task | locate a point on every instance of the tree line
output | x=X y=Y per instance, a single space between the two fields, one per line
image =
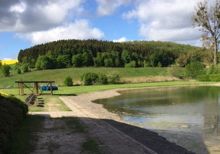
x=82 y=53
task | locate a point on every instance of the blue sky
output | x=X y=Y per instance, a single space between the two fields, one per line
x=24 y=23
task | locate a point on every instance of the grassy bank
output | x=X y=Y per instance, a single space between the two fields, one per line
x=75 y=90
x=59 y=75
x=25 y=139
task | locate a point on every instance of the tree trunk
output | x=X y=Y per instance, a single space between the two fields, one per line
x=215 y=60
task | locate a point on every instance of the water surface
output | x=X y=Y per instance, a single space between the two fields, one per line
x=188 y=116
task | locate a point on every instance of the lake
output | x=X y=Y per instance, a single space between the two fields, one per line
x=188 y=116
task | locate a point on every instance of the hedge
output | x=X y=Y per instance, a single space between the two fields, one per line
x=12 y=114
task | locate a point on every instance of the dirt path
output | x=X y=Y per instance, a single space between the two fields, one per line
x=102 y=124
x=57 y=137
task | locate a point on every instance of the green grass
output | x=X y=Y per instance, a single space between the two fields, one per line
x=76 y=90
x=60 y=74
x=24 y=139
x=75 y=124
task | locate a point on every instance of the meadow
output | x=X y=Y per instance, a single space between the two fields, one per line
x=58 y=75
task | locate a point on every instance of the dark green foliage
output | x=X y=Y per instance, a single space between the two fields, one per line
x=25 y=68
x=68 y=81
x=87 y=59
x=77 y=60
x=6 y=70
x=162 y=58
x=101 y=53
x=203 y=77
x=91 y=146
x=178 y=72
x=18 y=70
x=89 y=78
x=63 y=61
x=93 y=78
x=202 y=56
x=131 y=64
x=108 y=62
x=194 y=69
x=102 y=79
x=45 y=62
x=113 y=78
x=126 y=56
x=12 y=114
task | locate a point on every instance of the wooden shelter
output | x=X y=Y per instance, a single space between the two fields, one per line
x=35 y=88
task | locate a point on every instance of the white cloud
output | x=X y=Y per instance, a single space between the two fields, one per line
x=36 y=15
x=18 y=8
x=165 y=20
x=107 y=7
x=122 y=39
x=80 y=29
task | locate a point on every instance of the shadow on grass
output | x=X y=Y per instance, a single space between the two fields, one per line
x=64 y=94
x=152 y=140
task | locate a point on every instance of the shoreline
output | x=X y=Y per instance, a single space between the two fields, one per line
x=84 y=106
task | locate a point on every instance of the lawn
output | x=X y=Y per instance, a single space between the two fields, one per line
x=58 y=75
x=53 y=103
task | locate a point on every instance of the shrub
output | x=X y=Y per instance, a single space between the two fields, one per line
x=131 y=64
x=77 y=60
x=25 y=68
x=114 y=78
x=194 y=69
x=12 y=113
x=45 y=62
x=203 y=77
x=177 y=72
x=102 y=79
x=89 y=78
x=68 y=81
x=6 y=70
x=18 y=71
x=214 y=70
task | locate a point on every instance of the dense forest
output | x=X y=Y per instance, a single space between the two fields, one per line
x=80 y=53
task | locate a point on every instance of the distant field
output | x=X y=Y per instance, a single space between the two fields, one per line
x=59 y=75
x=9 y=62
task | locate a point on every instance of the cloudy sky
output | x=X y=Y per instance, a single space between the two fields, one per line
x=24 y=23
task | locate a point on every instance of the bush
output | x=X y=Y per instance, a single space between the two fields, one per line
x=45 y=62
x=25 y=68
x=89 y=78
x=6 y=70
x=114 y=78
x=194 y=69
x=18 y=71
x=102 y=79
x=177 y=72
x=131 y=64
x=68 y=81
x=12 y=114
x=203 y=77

===============

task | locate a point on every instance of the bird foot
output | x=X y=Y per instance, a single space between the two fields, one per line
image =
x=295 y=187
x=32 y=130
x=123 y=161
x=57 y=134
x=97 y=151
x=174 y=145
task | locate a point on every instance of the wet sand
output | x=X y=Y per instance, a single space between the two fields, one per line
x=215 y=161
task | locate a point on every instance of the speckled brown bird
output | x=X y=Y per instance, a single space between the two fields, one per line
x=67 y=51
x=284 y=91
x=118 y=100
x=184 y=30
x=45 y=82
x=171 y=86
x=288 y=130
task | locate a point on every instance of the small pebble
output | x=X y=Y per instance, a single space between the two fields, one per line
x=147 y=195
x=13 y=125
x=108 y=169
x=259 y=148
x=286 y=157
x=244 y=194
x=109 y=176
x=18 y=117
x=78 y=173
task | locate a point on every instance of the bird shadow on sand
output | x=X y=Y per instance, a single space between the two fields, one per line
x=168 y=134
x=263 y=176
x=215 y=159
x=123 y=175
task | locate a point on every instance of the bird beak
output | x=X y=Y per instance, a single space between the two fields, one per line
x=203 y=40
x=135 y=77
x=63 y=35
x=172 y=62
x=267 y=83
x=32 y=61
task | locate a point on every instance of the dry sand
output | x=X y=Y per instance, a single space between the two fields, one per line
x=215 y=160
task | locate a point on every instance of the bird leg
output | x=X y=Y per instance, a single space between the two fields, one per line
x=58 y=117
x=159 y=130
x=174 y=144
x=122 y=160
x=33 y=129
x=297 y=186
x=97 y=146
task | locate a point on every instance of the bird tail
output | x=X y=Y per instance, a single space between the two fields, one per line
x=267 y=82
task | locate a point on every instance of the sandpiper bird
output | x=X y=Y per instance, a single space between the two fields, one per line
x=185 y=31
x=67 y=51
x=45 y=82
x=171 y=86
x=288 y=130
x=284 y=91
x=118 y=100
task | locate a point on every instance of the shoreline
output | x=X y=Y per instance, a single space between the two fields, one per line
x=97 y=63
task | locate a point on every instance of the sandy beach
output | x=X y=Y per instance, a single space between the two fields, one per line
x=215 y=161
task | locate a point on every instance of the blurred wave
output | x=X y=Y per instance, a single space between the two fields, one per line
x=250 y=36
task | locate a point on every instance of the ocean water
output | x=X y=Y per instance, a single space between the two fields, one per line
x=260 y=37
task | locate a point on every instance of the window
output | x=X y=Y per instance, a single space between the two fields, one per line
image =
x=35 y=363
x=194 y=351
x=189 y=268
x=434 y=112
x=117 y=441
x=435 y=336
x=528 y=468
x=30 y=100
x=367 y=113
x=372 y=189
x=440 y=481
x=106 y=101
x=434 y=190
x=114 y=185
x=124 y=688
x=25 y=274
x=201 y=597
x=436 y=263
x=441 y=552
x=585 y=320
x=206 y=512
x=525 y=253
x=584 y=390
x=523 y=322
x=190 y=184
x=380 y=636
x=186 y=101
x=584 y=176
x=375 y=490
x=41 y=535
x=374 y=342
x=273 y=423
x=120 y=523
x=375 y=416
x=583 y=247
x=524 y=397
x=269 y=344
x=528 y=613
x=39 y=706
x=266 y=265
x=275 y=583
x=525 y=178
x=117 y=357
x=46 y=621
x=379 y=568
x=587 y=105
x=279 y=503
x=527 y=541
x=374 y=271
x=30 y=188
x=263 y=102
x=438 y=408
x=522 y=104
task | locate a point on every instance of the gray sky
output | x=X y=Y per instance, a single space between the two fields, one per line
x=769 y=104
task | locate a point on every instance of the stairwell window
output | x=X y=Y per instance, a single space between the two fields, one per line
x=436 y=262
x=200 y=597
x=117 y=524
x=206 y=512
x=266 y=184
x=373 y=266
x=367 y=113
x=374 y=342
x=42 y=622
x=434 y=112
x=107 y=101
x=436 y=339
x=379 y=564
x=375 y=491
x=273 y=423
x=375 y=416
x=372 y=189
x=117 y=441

===============

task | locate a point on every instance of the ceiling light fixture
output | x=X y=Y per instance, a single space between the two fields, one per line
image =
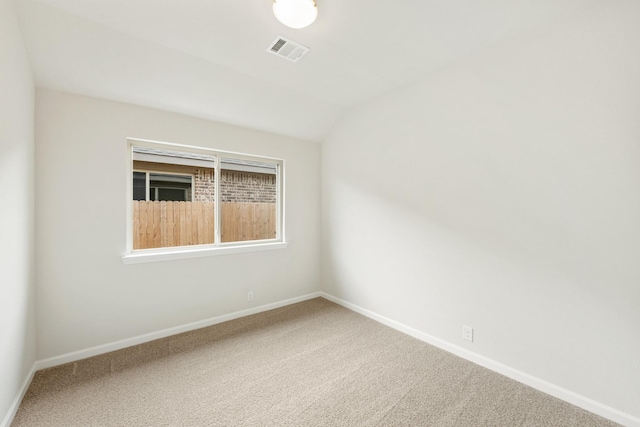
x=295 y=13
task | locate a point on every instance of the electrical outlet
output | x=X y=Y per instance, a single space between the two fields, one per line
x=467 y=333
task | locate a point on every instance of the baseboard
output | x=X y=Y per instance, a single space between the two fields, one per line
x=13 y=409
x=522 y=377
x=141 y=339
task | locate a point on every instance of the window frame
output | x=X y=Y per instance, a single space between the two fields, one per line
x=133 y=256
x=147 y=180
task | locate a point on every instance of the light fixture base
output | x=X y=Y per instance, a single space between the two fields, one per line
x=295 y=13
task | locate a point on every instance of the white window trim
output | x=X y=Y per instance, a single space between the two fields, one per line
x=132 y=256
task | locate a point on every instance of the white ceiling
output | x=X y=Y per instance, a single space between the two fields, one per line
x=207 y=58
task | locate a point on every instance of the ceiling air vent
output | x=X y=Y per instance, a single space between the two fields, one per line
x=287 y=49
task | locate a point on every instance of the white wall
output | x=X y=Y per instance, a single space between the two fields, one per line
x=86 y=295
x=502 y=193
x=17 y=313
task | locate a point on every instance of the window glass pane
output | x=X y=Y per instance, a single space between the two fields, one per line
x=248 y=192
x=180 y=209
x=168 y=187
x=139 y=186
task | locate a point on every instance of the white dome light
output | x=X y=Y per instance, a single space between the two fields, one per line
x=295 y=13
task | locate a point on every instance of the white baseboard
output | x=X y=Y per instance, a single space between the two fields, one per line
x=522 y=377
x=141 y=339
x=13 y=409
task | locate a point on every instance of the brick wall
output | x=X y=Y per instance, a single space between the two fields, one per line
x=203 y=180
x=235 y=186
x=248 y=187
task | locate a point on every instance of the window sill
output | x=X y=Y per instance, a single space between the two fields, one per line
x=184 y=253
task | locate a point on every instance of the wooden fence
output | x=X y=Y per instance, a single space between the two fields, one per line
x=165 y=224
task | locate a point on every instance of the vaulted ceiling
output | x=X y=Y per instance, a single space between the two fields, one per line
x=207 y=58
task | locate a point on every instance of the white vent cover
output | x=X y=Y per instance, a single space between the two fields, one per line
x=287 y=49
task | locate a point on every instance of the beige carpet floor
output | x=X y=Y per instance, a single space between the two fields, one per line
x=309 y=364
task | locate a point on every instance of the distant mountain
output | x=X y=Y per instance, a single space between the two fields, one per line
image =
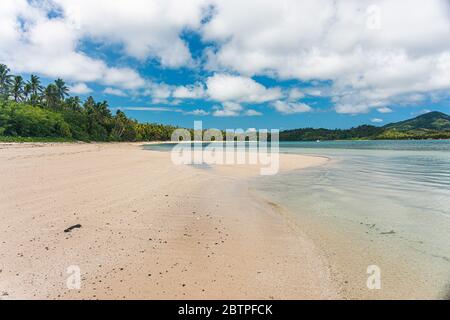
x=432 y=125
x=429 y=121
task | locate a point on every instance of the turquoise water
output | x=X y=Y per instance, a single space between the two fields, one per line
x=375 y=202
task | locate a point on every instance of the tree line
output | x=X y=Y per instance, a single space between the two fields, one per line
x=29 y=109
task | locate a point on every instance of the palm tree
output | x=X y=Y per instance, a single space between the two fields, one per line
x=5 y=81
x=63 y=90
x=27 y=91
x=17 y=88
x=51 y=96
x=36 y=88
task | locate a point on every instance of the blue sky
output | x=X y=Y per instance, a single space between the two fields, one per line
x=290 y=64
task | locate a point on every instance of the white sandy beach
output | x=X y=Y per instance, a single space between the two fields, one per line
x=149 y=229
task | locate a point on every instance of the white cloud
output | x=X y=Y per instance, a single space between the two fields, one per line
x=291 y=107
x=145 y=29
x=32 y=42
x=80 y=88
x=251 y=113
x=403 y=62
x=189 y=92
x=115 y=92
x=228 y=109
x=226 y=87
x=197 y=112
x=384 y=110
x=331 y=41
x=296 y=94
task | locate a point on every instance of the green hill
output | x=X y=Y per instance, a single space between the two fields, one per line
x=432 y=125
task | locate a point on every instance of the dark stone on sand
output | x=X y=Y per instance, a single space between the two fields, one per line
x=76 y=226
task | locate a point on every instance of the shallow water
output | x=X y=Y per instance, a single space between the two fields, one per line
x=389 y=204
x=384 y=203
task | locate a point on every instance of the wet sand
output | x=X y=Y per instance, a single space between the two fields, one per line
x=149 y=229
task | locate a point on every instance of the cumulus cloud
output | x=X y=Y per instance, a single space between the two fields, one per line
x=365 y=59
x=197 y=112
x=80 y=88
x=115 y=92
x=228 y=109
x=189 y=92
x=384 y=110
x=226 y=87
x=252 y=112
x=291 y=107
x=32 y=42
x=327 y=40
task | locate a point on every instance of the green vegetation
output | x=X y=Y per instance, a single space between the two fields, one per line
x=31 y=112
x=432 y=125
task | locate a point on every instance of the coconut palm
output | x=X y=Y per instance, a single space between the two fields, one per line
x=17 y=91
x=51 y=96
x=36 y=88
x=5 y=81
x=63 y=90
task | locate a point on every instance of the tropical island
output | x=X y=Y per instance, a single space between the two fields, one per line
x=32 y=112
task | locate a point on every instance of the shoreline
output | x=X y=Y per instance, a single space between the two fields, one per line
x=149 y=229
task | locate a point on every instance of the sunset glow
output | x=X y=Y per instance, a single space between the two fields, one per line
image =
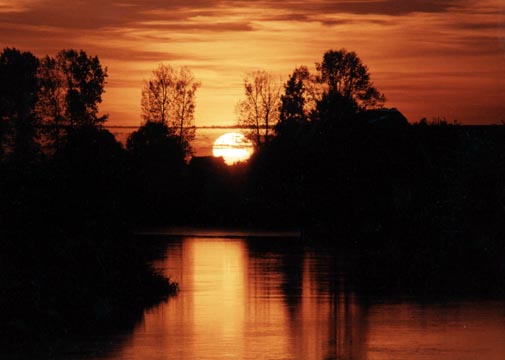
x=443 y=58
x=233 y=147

===============

* WHAT YOU SHOULD DO *
With "window" as the string to match, show every line of the entries above that has it.

* EXERCISE RESPONSE *
task | locate a point on every instance of the window
task | locate a point on every instance of the stairwell window
task | locate a point on every instance of the window frame
task | locate a point on every instance of the white window trim
task | locate a point on every instance of the window glass pane
task | locate a point on every instance of the window sill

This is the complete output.